Exercise task:
Can you copy all of the records below line for line, without changing a single character?

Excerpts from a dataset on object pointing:
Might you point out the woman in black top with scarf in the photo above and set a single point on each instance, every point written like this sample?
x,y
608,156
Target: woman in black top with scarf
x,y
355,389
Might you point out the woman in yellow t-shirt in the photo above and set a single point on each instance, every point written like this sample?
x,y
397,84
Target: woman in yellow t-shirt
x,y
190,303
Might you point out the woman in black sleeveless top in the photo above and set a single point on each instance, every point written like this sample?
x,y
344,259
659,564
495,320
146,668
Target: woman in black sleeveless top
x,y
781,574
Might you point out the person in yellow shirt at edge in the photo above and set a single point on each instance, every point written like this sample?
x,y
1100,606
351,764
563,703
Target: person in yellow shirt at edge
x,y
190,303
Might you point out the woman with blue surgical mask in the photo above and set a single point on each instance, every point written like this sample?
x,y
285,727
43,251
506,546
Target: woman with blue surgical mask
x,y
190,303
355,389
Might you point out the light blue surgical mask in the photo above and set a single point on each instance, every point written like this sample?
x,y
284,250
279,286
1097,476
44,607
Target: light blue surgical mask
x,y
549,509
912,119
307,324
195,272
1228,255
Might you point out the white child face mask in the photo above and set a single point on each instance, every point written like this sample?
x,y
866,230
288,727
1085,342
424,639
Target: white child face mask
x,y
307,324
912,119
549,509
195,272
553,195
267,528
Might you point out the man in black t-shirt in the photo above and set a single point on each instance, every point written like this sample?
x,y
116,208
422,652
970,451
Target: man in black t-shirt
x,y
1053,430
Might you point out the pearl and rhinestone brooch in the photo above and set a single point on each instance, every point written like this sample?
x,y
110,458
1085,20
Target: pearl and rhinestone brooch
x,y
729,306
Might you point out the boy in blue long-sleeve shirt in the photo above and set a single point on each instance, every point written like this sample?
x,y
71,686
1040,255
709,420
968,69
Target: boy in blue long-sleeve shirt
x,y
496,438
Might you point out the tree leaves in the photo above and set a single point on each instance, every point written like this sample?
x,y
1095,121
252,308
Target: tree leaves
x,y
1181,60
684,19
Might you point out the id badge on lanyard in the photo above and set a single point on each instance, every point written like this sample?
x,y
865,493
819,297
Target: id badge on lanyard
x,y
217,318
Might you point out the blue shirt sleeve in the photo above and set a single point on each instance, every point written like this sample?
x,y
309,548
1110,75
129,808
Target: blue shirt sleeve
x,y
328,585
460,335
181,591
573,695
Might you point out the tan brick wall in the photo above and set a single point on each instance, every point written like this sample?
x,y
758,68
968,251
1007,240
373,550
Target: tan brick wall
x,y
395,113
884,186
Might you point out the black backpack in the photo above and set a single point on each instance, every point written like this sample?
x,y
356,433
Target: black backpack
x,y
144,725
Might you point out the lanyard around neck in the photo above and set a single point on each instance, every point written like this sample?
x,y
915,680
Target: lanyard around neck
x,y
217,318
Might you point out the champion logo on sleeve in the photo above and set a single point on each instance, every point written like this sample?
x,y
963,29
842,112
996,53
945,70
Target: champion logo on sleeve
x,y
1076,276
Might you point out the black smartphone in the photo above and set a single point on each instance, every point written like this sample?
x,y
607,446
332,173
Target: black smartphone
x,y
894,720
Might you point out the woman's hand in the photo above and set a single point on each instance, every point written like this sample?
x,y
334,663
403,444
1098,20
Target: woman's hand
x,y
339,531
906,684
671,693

Full solution:
Might you point out the woman in black top with scarf in the photo above and set a single point on each instance, every point written like this sample?
x,y
608,156
Target: woman in black top with scarf
x,y
355,389
Might you point out the woman in yellow t-shirt in the photo above and set a single point on each instance, every point written like this sample?
x,y
397,84
Target: woman in yellow t-shirt
x,y
190,303
Might you point out the woman in black sleeveless top in the photo above and set a single point on each instance, every point written like this sample?
x,y
344,259
659,564
495,320
146,668
Target: woman in black sleeveless top
x,y
781,574
Might you point out the person in yellow shirt at edge in the photo above and set a single point on each instance, every point written like this sample?
x,y
1100,606
351,764
563,703
Target: person in yellow shirt at edge
x,y
190,303
Might you point out the woman with blue surgical mask in the photo above and set a single point on each instance, every point written like this sample?
x,y
285,727
43,251
506,546
Target: woman with blue surgical mask
x,y
190,303
355,389
Might you point out the light blue surgical mask in the photo above and set a single point on each instance, every point written like this sample?
x,y
284,250
279,286
1097,476
44,607
Target: light blue surgical mask
x,y
549,509
912,119
307,324
195,272
1228,255
Might you point out the white child face mask in the photo above and set a single point on each instance, every point written like this sample?
x,y
866,230
288,727
1085,342
424,639
Target: white child face mask
x,y
307,324
912,119
549,509
195,272
553,195
267,528
Might you point out the man in black t-shirt in the photo above and set a single point on each instance, every point written like this sample?
x,y
116,208
422,652
970,451
Target: man in black t-shirt
x,y
1053,430
Might you point out the pearl and rhinestone brooch in the photo above and set a single point on each instance, every point written like this sample?
x,y
110,458
1085,20
Target: pearl and rhinestone brooch
x,y
729,306
Might you point out the boy in blue long-sleeve shirt in the photo above and set a single point on each instance, every point written like this sample?
x,y
71,686
1040,255
709,420
968,69
Target: boy in blue long-sleeve shirt
x,y
496,438
Might you point out the tree leaves in the photo above and set a single point on each instance, every point written like this sample?
x,y
1095,121
252,308
Target: tree leaves
x,y
1181,60
684,19
Might you point out the id badge on lanyard in the photo above and set a single point on each instance, every point written like this sample?
x,y
865,493
819,297
Target: id badge on lanyard
x,y
217,318
Might you point out the blue shirt sleeve in the photo above and set a single point on each instance, every point written like this sample?
x,y
309,548
1110,75
129,808
Target: blue shirt sleeve
x,y
328,585
460,335
181,591
573,695
Might you point out the tan brick wall in the photo above and set a single point on each instance, every point written like this sample?
x,y
758,68
968,251
1007,240
373,550
Target: tan brick wall
x,y
395,113
884,186
Might you point out the black backpack in the photo above and set a single point on each instance, every point written like this sample?
x,y
356,433
Target: black backpack
x,y
144,725
Might you point out the lanyard around neck in the photo above and set a single point on each instance, every point written like this sample?
x,y
915,680
Target: lanyard around neck
x,y
217,318
Might you point out the champion logo on sleeve in the photo above and set a single point on each instance, every point written like this sample?
x,y
963,29
842,112
996,53
945,70
Target: champion logo on sleeve
x,y
1076,276
Might you point out the black smartphone in the photo above and set a single point on each instance, every point written like this sample?
x,y
607,446
332,173
Target: black smartphone
x,y
894,720
Might you point out the woman's hand in the photo above and set a single point on each instance, every point written like this sample?
x,y
334,663
403,444
1098,20
Target: woman's hand
x,y
339,531
906,684
671,693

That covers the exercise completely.